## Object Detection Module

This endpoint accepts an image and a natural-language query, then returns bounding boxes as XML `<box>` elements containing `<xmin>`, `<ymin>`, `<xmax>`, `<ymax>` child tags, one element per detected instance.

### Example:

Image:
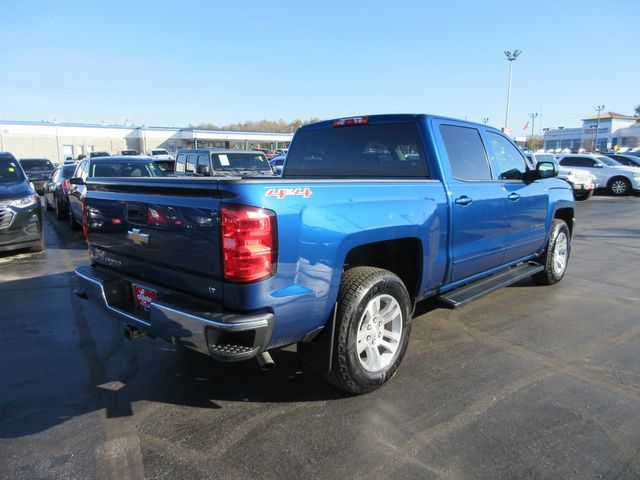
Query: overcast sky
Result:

▶ _Set task_:
Keep only the lines of the listing above that contain the string "ymax". Matching is case-sensitive.

▶ _Worked solution_:
This endpoint accepts an image and a natural-language query, then returns bounding boxes as XML `<box>` elements containing `<xmin>`, `<ymin>`, `<xmax>`, `<ymax>` child tags, one element per detected instance.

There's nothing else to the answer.